Tolstoy always lived with his children, and did not banish them to nurseries and schoolrooms, as some people do. Up to the age of ten they were taught by their father and mother; their mother taught them Russian and music, and their father arithmetic and French. Most entertaining French it was, which consisted of reading amusing stories out of illustrated volumes of Jules Verne. If there happened to be a volume without pictures, Tolstoy made the pictures himself. He drew very badly, yet his pictures were so amusing that the children liked them much better than the ordinary ones.

He would discuss and explain interesting things with his children, and they were always eager to be with him, to go walks with him, and be on his side in any game he taught them. Clearing the snow off the ponds in winter under their father’s direction was even more amusing than the skating itself. They rode and hunted with their father, for in the earlier part of his life Tolstoy was an enthusiastic sportsman. He was brave, daring, and an excellent shot, and he enjoyed more than anything being out in the open air.

===============

■ Instructions to follow ■
Pick up the passage about Tolstoy and his children after its last sentence and continue it.

===============

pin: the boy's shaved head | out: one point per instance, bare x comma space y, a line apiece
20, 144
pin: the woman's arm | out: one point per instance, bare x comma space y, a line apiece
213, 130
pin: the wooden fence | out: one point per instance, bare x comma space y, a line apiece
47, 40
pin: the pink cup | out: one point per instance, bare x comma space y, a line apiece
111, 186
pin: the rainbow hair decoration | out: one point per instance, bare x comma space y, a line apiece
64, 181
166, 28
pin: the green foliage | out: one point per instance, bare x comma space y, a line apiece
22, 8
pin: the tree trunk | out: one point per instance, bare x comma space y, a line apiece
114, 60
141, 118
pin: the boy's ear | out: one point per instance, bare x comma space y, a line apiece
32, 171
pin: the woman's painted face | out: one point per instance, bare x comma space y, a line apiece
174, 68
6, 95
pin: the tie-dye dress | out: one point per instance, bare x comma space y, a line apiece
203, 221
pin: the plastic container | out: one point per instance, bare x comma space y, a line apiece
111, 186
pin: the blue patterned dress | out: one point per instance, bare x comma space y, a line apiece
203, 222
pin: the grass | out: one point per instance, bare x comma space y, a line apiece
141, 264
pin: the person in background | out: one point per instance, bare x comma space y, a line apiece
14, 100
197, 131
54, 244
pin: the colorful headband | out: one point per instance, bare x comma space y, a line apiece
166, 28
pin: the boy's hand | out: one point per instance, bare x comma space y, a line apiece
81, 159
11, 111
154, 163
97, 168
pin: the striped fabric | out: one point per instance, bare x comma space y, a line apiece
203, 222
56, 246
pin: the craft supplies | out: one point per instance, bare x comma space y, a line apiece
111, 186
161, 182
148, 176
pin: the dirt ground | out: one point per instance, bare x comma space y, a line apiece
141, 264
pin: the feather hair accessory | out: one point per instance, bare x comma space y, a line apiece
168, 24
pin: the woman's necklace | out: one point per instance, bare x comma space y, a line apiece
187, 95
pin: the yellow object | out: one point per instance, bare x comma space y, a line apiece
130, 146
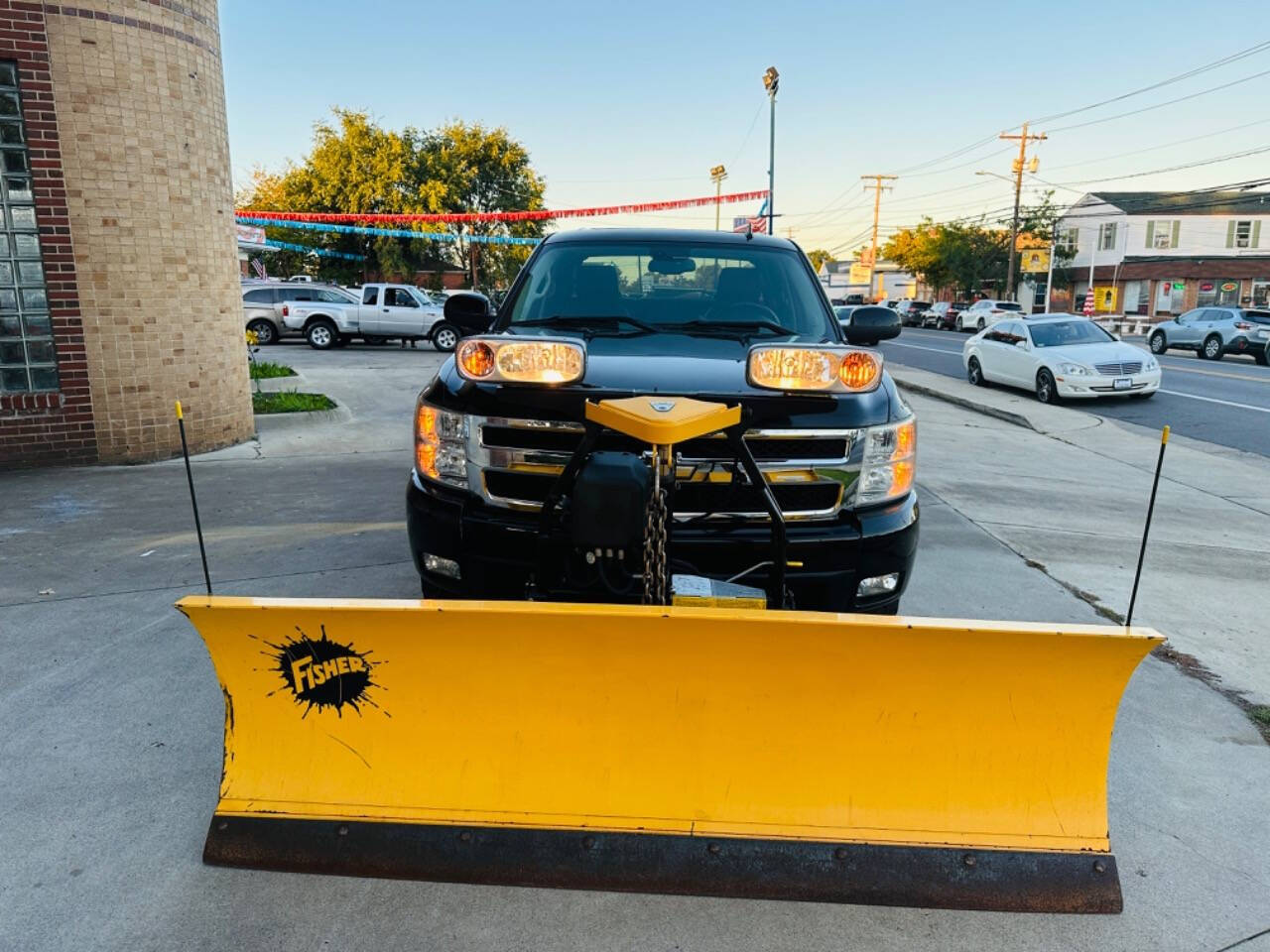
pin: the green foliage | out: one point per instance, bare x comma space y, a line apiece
267, 370
968, 257
357, 167
818, 257
290, 403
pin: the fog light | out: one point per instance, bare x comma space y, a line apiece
878, 585
441, 566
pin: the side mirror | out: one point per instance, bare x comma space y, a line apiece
874, 326
468, 311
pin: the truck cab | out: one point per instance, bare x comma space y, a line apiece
666, 315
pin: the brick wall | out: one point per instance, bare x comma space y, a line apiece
125, 104
48, 428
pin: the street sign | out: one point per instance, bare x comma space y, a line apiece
1035, 261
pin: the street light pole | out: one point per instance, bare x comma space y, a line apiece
716, 176
771, 79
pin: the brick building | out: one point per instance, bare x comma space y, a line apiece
118, 275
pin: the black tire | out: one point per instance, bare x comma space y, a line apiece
444, 336
1047, 390
321, 335
264, 331
974, 373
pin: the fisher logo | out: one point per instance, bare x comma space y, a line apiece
322, 673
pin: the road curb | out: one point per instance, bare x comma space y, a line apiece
273, 422
987, 411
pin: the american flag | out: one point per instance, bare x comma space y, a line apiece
756, 226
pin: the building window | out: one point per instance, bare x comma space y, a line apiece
27, 357
1243, 234
1162, 232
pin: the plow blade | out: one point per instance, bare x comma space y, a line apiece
698, 751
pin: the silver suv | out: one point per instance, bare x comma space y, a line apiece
263, 299
1215, 331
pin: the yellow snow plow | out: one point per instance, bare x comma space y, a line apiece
735, 752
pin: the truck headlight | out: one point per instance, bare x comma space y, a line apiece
830, 370
521, 359
889, 462
440, 444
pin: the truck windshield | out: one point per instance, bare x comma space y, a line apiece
672, 286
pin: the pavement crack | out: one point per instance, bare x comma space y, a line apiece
1247, 938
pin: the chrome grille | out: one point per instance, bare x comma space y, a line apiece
1119, 370
512, 463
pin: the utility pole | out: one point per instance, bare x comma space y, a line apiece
1024, 139
771, 79
716, 176
878, 188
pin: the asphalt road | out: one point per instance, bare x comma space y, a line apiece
113, 720
1225, 403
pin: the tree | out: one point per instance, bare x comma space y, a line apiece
356, 167
818, 257
472, 169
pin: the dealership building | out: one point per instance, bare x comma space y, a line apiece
118, 262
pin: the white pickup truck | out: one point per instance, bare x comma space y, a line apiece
385, 311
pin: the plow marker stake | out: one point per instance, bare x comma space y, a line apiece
743, 753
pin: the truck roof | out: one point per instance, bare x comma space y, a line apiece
681, 235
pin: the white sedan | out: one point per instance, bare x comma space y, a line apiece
1060, 357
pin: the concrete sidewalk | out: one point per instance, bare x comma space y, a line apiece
1069, 492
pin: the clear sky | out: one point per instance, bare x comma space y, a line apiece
634, 102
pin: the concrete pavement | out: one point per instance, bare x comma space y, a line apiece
1070, 493
113, 717
1224, 404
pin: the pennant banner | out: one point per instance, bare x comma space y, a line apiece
310, 250
389, 232
538, 214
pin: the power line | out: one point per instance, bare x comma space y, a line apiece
1179, 77
1161, 105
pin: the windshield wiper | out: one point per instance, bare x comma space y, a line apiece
584, 321
740, 329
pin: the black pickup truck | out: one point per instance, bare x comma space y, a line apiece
726, 317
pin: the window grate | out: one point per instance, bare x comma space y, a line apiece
28, 359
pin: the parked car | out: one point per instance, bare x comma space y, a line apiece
263, 302
867, 322
1215, 331
911, 311
1057, 357
984, 312
943, 315
382, 312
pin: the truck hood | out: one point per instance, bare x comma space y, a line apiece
703, 367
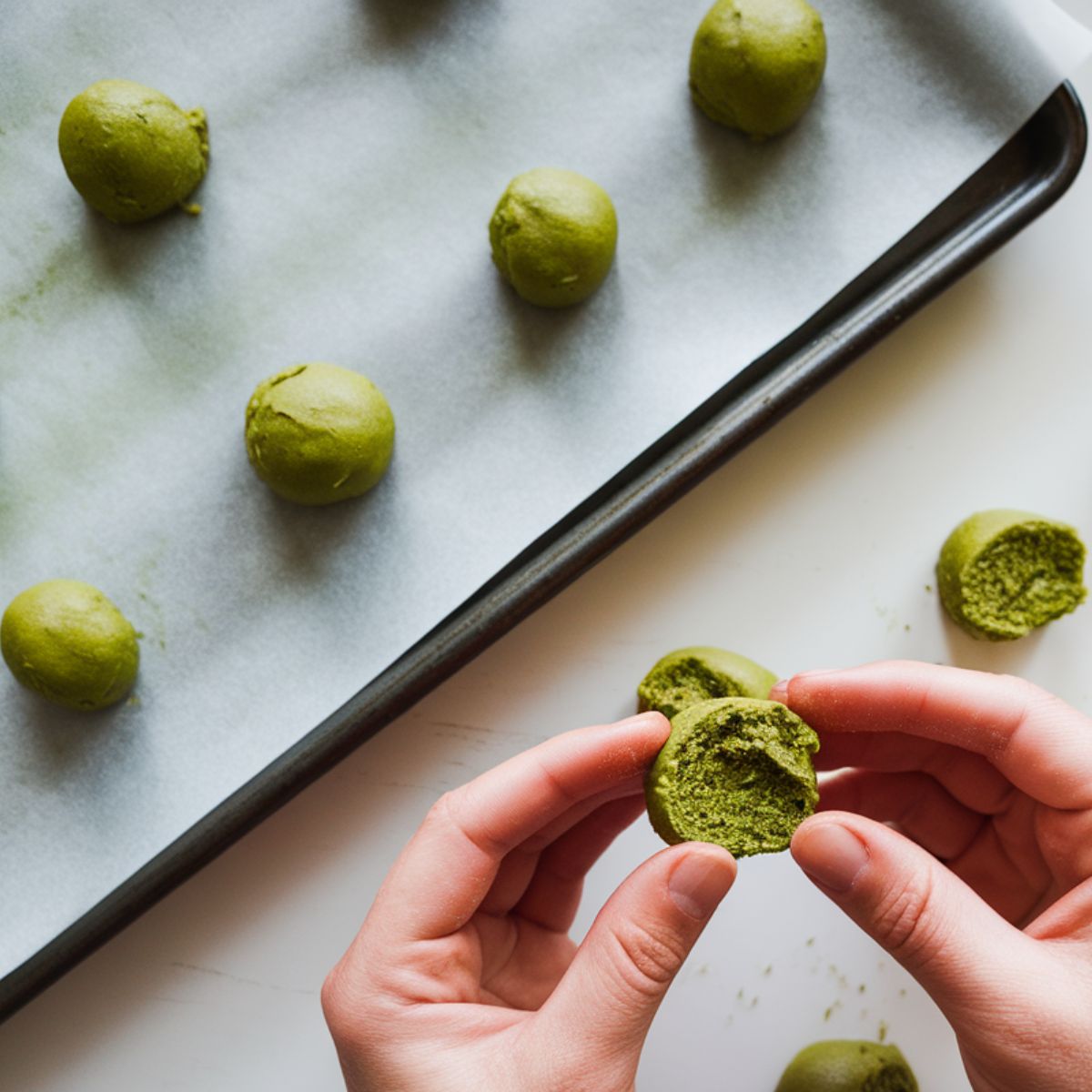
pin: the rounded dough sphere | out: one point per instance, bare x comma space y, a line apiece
736, 773
554, 235
847, 1066
756, 65
696, 674
318, 434
130, 152
70, 643
1003, 573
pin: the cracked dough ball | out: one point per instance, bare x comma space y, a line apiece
554, 235
130, 152
318, 434
756, 65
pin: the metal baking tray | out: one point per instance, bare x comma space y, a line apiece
1024, 179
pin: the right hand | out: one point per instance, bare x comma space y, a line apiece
986, 895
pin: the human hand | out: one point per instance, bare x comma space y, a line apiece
463, 976
987, 899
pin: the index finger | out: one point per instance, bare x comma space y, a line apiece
1042, 745
448, 867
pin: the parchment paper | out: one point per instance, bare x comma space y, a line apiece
359, 147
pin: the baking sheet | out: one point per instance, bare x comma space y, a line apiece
358, 151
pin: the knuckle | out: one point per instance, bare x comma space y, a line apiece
647, 959
336, 1005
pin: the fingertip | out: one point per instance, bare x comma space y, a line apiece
700, 878
830, 852
650, 721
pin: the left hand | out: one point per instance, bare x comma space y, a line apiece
463, 976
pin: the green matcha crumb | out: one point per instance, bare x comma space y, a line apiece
1003, 573
847, 1066
700, 672
736, 773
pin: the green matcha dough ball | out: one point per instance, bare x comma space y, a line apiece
130, 152
736, 773
691, 675
756, 65
318, 434
1003, 573
554, 235
70, 643
847, 1066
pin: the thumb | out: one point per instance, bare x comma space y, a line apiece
964, 954
636, 947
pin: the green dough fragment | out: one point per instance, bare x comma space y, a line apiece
736, 773
554, 235
1003, 573
847, 1066
318, 434
70, 643
697, 674
756, 65
130, 152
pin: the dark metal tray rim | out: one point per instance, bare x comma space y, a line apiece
975, 222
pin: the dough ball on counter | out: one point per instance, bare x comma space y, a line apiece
847, 1066
318, 434
130, 152
70, 643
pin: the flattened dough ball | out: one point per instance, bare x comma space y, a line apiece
696, 674
318, 434
849, 1066
736, 773
756, 65
1003, 573
70, 643
554, 235
130, 152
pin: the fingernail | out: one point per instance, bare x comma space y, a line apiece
700, 880
833, 855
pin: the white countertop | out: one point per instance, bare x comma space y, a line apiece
814, 547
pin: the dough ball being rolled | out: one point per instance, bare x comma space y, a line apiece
1003, 573
70, 643
736, 773
318, 434
130, 152
697, 674
849, 1066
756, 65
554, 235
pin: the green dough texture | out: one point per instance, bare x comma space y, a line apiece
756, 65
130, 152
554, 235
736, 773
1003, 573
691, 675
70, 643
847, 1066
318, 434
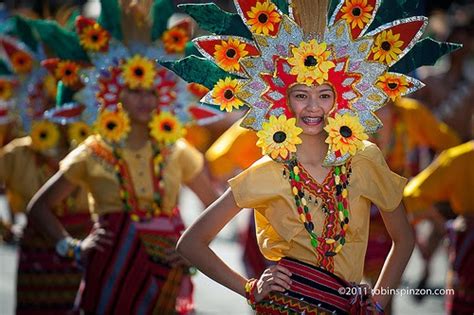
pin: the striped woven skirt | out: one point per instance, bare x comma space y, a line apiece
314, 291
47, 283
130, 276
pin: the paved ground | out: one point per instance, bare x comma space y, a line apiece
211, 298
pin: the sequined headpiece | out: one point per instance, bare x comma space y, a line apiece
363, 51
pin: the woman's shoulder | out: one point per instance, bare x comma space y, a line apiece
369, 152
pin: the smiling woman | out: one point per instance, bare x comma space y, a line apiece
312, 90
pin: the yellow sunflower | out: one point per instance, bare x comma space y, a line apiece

===============

■ Result of this exercise ■
In the early morning, before breakfast, Tolstoy would usually go for a long walk, or ride down to bathe in the river. At morning coffee, or what we call breakfast, the family all met together, and Tolstoy was always very merry. He would be up to all sorts of jokes, till he got up with the words, “One must get to work,” and off he went to his study to write books, and he would work for many hours on end, though in summer he would often come out and play with the children. This always delighted them, as he brought such spirit and interest into their games, and he would invent new ones himself—which were better than any. If they had secrets, he always guessed them, so that they regarded him as a sort of magician. His son writes of him: “My father hardly ever made us do anything, but it always somehow came about that of our own initiative we did exactly what he wanted us to. My mother often scolded us and punished us, but when my father wanted us to do anything, he merely looked us hard in the eyes, and we understood—the look was far more effective than any command. It was impossible to hide anything from him, as impossible as to hide it from your own conscience. He knew everything, and to deceive him was nearly impossible and quite useless.”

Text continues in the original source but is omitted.